# cat is arching back and inactive, laying down



## DextroTheMethOrphan (Oct 29, 2006)

i have a domestic shorthair cat named cat, shes about 9 months old, and i noticed this morning that she was laying on the floor acting kind of strange, she was just laying on the floor meowing and purring and moving around a little bit, then she got up and i told some of the other people in my house to look at her and they thought it was strange too, she is currently lying on the floor, she arches her back kind of like it was something of a stomach problem, and she doesnt really act like shes in critical, sharp pain, but its definitely obvious that somethings wrong. It's really rather sudden, we have 2 other cats that live in the house and they are both older. the other cats are acting fine. Cat generally gets along with both of the other cats. Note that she isnt totally unable to walk.
does anyone have any idea what the problem might be?
please answer asap
-dxm


----------



## doodlebug (May 13, 2006)

There isn't anything that comes to mind....this sounds like something that requires immediate vet attention. Please take her to an emergency clinic today, don't wait for normal office hours tomorrow. Anytime a cat is showing pain and having trouble walking...they need quick attention.

Supplied information:

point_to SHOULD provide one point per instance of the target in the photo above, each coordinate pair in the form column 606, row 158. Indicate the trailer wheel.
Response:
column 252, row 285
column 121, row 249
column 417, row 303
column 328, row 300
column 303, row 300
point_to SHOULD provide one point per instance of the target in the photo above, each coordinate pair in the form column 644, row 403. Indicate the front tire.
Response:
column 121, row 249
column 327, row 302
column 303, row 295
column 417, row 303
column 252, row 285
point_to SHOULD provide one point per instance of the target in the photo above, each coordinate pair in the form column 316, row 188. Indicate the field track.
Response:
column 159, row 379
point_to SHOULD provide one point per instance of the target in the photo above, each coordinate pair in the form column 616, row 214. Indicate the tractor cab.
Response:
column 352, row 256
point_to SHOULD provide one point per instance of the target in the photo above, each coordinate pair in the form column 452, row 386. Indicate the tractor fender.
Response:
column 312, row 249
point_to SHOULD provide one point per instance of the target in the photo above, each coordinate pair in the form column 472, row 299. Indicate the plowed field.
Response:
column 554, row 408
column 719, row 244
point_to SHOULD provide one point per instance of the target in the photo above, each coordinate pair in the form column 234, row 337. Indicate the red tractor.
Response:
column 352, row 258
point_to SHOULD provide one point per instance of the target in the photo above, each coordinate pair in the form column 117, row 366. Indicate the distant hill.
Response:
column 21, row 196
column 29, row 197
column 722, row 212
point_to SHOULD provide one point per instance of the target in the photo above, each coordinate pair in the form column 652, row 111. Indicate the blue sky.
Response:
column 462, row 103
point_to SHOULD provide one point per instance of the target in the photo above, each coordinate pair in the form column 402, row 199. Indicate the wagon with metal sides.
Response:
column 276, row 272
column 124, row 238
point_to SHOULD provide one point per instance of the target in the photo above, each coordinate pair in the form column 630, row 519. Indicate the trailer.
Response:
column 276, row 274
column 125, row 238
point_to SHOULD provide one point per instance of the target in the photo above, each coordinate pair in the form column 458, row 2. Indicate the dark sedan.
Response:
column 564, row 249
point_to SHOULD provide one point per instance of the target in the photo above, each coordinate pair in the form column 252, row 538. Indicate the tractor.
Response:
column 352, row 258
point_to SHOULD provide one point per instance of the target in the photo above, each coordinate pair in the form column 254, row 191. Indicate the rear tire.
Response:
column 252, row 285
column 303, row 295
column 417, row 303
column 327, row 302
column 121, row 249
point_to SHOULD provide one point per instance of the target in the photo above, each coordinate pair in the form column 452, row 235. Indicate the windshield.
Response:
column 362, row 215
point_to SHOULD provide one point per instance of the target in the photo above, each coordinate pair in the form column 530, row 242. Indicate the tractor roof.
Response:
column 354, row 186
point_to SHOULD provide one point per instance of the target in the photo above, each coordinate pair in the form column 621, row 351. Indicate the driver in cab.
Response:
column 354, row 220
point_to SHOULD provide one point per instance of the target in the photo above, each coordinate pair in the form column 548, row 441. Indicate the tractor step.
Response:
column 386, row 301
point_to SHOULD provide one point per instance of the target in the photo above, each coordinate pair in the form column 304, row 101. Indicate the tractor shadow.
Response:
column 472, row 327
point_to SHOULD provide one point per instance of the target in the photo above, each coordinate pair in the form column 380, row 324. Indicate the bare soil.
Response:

Description of the task: In the thread about the cat arching her back, how old is the cat?

Response to the task: About 9 months old.